• EXERCISE DETAILS
When the string "Indicate" occurs in a line of the listing below, return that line.

——

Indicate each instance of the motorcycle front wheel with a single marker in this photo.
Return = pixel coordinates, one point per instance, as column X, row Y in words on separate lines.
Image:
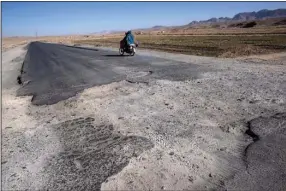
column 132, row 52
column 121, row 51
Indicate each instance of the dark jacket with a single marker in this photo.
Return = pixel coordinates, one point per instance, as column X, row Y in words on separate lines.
column 129, row 38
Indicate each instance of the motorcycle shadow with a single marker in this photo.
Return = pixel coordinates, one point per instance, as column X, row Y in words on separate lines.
column 115, row 55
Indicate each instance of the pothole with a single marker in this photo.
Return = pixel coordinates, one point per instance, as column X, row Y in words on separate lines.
column 92, row 151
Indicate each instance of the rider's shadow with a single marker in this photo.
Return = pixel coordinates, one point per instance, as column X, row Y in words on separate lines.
column 114, row 55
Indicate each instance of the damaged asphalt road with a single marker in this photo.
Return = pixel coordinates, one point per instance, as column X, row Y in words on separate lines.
column 54, row 72
column 172, row 122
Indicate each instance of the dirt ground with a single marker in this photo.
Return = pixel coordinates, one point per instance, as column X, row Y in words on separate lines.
column 224, row 130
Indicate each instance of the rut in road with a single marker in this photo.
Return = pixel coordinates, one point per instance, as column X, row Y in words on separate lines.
column 54, row 72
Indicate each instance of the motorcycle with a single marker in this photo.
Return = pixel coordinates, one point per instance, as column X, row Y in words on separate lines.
column 131, row 49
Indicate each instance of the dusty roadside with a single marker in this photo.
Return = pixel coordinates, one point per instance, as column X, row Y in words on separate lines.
column 171, row 135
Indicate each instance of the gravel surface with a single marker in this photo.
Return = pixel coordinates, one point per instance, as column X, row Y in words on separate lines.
column 220, row 128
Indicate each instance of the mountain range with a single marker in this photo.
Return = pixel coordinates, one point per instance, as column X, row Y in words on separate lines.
column 245, row 16
column 240, row 17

——

• COMPLETED TASK
Indicate each instance of the motorcycle front wheel with a single marker in this photo.
Indicate each instance of the dark jacket with a single marker in this photo.
Indicate each instance of the motorcycle shadow with a single marker in this photo.
Indicate each instance of the pothole with a single marker in this photo.
Indicate each instance of the rider's shadow with a single marker in this photo.
Indicate each instance of the damaged asphalt road with a single marker in this photo.
Indicate each instance of the dirt ground with a single marker in this photo.
Indicate each instance of the rut in road with a single marker in this photo.
Indicate each instance of the motorcycle with a single marker in this photo.
Indicate each instance of the dusty roadside with a single marker in this photo.
Indicate each instance of the gravel surface with a single marker in this photo.
Indicate each instance of the mountain range with a single marker in this photo.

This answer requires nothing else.